§ Position identification records
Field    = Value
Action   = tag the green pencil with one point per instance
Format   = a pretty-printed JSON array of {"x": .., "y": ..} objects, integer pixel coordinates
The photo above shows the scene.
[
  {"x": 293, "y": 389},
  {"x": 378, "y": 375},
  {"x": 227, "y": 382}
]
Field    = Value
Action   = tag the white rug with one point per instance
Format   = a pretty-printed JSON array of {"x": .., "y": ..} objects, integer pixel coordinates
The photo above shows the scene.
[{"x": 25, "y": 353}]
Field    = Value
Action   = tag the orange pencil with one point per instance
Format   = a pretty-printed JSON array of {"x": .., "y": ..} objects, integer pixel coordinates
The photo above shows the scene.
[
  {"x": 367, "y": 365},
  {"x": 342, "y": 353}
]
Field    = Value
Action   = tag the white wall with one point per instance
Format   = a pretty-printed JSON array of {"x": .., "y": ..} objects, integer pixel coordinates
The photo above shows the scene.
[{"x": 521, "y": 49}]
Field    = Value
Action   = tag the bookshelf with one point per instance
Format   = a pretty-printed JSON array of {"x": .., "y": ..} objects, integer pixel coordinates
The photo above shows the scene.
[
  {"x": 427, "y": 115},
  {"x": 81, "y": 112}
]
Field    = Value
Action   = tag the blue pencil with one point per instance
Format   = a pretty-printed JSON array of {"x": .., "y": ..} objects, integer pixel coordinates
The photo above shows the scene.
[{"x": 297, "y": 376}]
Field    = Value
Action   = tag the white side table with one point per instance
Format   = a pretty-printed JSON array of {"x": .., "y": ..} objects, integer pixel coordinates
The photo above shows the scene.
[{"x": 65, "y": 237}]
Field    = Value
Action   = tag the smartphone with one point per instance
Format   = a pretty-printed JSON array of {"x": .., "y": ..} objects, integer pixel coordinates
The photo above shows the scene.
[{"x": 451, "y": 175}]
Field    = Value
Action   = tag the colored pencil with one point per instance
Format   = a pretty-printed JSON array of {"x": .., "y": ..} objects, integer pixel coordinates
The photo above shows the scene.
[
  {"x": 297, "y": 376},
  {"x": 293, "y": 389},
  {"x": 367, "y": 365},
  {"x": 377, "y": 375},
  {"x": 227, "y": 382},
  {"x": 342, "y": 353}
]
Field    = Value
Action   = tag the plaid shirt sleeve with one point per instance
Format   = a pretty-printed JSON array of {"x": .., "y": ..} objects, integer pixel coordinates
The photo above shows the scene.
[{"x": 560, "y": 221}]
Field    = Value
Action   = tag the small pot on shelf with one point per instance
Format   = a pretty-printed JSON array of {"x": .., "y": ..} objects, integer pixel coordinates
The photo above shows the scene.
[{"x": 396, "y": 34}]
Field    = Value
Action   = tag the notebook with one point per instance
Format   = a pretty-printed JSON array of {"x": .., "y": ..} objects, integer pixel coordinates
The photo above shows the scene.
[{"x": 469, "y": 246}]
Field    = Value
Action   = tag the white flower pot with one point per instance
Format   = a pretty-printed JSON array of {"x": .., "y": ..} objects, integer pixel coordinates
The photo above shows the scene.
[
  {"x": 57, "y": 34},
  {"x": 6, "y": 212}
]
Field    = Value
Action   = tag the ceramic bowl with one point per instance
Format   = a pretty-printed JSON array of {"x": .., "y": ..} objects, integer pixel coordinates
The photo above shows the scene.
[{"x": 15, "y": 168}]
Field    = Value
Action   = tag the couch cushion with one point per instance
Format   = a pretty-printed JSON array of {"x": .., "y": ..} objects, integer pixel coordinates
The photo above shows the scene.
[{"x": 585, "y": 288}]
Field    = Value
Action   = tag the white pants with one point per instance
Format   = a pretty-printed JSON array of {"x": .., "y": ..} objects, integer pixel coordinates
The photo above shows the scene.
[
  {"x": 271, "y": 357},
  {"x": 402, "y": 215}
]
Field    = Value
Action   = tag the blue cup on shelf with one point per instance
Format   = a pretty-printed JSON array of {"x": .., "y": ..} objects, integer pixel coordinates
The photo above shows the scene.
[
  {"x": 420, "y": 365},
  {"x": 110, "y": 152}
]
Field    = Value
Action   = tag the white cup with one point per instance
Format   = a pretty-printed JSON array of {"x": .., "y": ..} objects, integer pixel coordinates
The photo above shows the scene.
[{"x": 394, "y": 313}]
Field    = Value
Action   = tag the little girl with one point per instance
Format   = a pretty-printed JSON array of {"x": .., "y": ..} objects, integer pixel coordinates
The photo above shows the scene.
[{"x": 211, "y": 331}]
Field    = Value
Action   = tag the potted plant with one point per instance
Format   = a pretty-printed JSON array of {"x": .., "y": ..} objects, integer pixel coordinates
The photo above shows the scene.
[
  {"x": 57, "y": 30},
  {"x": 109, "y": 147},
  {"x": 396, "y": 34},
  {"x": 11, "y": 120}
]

§ CHALLENGE
Write an exact transcription of every entry above.

§ RESPONSE
Field    = Value
Action   = tag the green pencil with one point per instance
Format   = a pretty-printed JSON array of {"x": .., "y": ..} objects, integer pixel coordinates
The photo above shows the scene.
[
  {"x": 293, "y": 389},
  {"x": 378, "y": 375},
  {"x": 227, "y": 382}
]
Field    = Value
Action   = tag the white rug with one point per instance
Format   = a pretty-printed JSON array of {"x": .., "y": ..} objects, integer pixel coordinates
The photo above shows the scene.
[{"x": 25, "y": 353}]
Field    = Value
Action   = tag the orange pencil with one point per instance
Format   = a pretty-printed JSON array of {"x": .., "y": ..} objects, integer pixel coordinates
The photo above shows the scene.
[
  {"x": 367, "y": 365},
  {"x": 342, "y": 353}
]
Field    = Value
Action   = tag the white wall with one point per instance
Format   = a pretty-printed JSON array of {"x": .., "y": ..} objects, integer pixel coordinates
The photo above shows the scene.
[{"x": 521, "y": 49}]
Field    = Value
Action   = tag the bookshelf with one point per instance
Format   = a pretty-printed JSON array of {"x": .., "y": ..} objects, integer pixel coordinates
The photo above shows the scene.
[
  {"x": 427, "y": 115},
  {"x": 81, "y": 112}
]
Field    = Value
Action   = tag the blue pencil with one point per instance
Format   = a pretty-printed JSON array of {"x": .., "y": ..} objects, integer pixel coordinates
The photo above shows the scene.
[{"x": 297, "y": 376}]
Field    = Value
Action   = tag the white side table with one point per instance
Format   = a pretty-printed JSON array of {"x": .., "y": ..} objects, integer pixel coordinates
The photo above shows the scene.
[{"x": 65, "y": 237}]
Field    = Value
Action   = tag the smartphone with one point per instance
Format   = a pretty-printed JSON array of {"x": .., "y": ..} objects, integer pixel coordinates
The photo above shows the scene.
[{"x": 451, "y": 175}]
Field    = Value
Action   = tag the colored pencil with one point per instance
Format   = a pretty-printed JSON array of {"x": .., "y": ..} objects, integer pixel coordinates
The photo above shows the scene.
[
  {"x": 297, "y": 376},
  {"x": 293, "y": 389},
  {"x": 367, "y": 365},
  {"x": 377, "y": 375},
  {"x": 227, "y": 382},
  {"x": 342, "y": 353}
]
Field    = Value
Action   = tag the plaid shirt sleeve with one point per instance
Format   = a pretty-printed JSON array of {"x": .., "y": ..} objects, integer pixel coordinates
The photo above shows the scene.
[{"x": 560, "y": 221}]
Field    = Value
Action   = tag the small pot on shelf with one point per instance
Format   = a pretty-printed JSON array of {"x": .., "y": ..} objects, integer pixel coordinates
The photo above shows the scene.
[{"x": 396, "y": 34}]
Field    = Value
Action   = tag the notebook with one point per instance
Format   = a pretty-printed JSON array of {"x": .., "y": ..} objects, integer pixel coordinates
The photo above shows the scene.
[{"x": 469, "y": 246}]
Field    = Value
Action   = tag the white flower pot with one point per instance
Format   = a pretty-printed JSON array of {"x": .., "y": ..} objects, integer pixel coordinates
The photo above shows the scene.
[
  {"x": 57, "y": 34},
  {"x": 6, "y": 212}
]
Field    = Value
Action   = tag the ceramic bowl with one point per instance
Format   = a pretty-printed JSON array of {"x": .., "y": ..} objects, integer pixel coordinates
The photo above shows the scene.
[{"x": 15, "y": 168}]
Field    = Value
Action   = tag the couch cushion with one point per instance
Format   = a pretty-printed JSON array of {"x": .., "y": ..} objects, integer pixel coordinates
The photo above shows the scene.
[{"x": 585, "y": 288}]
Field    = Value
Action   = tag the white pants with one point per instance
Format   = a pretty-printed JSON array of {"x": .., "y": ..} objects, integer pixel coordinates
The photo above shows the scene.
[
  {"x": 271, "y": 357},
  {"x": 402, "y": 215}
]
Field    = Value
Action   = tag the blue cup on shelf with one point per instance
Format   = a pretty-printed JSON array of {"x": .., "y": ..} objects, integer pixel coordinates
The photo above shows the scene.
[
  {"x": 420, "y": 365},
  {"x": 110, "y": 152}
]
Field    = Value
Action   = tag the white cup with one point per instance
Format   = a pretty-printed JSON array of {"x": .., "y": ..} objects, integer pixel coordinates
The photo above shows the scene.
[{"x": 394, "y": 313}]
Field    = Value
Action   = tag the little girl with one point per instance
Format   = a pretty-printed JSON array of {"x": .., "y": ..} objects, integer pixel coordinates
The photo above shows the scene.
[{"x": 211, "y": 331}]
Field    = Value
Action   = tag the potted plant with one point per instance
Format   = a pretty-printed JSON array of {"x": .., "y": ..} objects, integer pixel coordinates
The photo above shows the scene.
[
  {"x": 57, "y": 30},
  {"x": 109, "y": 147},
  {"x": 396, "y": 34},
  {"x": 11, "y": 120}
]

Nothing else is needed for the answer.